Saved data entries:
****************

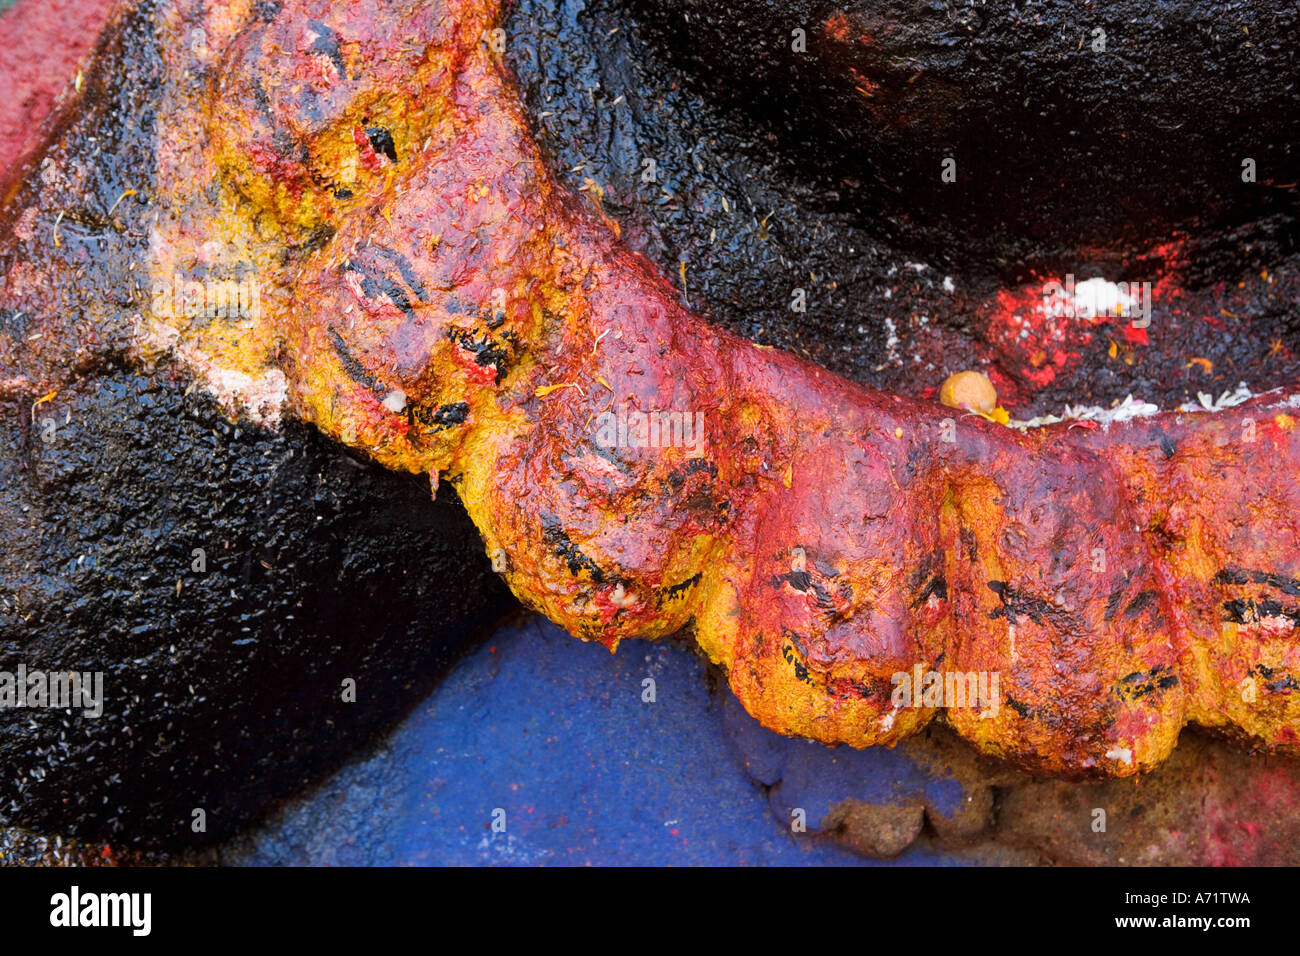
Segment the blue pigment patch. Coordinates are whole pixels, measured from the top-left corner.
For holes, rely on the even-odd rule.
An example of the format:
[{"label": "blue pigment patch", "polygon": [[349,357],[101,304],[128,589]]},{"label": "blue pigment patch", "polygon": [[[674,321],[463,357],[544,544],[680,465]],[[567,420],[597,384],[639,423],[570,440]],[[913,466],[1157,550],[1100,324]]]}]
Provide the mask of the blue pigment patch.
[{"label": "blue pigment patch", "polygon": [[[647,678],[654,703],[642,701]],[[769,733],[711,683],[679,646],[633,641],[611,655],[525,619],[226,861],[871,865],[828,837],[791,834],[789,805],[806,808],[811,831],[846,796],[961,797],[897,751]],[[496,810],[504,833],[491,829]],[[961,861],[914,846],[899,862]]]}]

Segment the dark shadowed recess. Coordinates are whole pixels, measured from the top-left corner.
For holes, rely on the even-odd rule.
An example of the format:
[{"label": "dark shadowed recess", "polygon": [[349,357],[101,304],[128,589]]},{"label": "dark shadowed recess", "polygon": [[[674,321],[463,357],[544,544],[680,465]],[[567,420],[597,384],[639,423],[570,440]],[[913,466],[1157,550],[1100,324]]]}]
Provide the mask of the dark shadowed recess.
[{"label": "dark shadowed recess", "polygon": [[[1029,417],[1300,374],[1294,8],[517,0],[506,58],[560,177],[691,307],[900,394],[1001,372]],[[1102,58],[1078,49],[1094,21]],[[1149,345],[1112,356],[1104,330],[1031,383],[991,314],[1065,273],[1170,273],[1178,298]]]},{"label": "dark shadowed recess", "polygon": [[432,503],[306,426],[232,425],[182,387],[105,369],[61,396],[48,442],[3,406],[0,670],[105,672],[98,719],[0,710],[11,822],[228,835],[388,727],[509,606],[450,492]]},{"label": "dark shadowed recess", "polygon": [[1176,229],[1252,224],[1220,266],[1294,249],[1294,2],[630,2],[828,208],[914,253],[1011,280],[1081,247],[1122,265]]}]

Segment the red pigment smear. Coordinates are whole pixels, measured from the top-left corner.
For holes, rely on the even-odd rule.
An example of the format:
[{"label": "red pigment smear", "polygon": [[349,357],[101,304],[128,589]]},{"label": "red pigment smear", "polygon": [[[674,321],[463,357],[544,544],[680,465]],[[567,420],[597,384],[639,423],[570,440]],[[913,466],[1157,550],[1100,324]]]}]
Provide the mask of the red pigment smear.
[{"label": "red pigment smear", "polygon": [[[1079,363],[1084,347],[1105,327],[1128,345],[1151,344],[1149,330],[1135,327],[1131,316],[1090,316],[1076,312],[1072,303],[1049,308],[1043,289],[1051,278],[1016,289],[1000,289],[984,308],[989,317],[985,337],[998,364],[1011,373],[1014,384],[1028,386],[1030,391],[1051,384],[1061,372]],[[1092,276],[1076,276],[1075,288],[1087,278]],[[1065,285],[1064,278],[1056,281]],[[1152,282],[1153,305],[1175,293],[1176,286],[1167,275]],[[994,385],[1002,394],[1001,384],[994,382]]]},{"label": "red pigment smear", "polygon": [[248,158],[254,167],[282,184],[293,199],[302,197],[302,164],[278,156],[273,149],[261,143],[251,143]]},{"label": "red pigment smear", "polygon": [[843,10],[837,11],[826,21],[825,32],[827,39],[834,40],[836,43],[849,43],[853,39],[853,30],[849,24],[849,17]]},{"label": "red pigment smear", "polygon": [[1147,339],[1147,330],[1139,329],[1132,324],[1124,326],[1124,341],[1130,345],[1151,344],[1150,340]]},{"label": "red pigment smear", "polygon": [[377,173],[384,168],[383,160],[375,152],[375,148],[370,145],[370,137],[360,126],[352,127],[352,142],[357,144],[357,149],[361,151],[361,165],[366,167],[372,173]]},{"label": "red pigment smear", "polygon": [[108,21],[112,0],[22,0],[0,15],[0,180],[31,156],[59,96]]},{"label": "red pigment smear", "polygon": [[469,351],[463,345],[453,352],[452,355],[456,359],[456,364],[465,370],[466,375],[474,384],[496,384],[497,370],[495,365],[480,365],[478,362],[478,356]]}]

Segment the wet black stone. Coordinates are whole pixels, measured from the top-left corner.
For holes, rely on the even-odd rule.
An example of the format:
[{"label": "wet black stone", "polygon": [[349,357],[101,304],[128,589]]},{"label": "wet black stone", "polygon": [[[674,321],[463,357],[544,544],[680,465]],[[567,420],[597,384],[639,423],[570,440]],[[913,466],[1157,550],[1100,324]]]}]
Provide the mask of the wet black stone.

****************

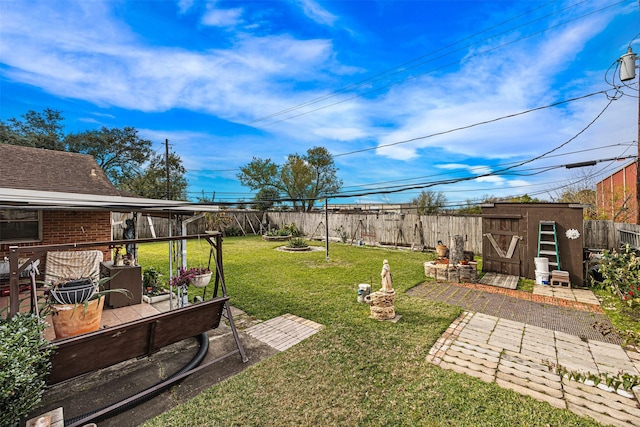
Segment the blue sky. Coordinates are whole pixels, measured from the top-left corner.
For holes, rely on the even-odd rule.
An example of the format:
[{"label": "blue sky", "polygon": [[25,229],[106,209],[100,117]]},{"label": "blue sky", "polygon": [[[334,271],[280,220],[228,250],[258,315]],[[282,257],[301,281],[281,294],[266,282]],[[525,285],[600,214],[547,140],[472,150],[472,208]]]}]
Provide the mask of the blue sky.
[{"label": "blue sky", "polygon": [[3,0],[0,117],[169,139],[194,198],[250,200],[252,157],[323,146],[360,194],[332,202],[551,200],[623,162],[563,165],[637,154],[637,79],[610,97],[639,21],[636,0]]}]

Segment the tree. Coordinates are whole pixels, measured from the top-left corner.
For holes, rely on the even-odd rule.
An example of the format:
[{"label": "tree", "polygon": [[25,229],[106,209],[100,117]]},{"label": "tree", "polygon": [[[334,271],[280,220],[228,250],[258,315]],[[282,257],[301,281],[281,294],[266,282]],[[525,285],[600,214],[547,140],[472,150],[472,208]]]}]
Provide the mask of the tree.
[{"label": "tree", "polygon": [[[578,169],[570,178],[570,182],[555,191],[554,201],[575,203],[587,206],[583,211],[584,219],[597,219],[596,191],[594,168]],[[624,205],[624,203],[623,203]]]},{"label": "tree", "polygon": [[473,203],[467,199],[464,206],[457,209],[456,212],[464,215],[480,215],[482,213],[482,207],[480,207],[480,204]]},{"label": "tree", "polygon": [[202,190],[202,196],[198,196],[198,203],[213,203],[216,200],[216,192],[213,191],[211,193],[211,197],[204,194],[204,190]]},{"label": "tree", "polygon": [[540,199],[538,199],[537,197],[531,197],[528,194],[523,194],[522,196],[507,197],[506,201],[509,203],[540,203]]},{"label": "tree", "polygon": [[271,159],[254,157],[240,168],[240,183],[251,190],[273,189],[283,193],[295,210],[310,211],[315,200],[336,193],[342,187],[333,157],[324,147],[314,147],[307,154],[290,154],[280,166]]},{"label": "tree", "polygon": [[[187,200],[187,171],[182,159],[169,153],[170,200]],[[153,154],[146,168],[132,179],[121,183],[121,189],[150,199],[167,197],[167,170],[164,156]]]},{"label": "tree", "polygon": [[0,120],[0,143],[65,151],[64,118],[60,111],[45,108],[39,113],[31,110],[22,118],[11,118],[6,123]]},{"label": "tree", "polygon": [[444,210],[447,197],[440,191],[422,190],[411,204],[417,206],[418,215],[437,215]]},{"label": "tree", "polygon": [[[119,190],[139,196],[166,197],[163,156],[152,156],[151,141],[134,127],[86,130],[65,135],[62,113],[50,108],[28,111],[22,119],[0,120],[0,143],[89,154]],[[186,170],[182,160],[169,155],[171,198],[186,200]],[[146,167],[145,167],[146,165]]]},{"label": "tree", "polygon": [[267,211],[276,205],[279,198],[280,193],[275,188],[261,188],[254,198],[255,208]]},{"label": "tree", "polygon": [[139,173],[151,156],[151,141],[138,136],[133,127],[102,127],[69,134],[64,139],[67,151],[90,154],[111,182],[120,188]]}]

****************

Assigned task
Say how many lines of the data hold the string "black", with no other words in your reply.

Task output
3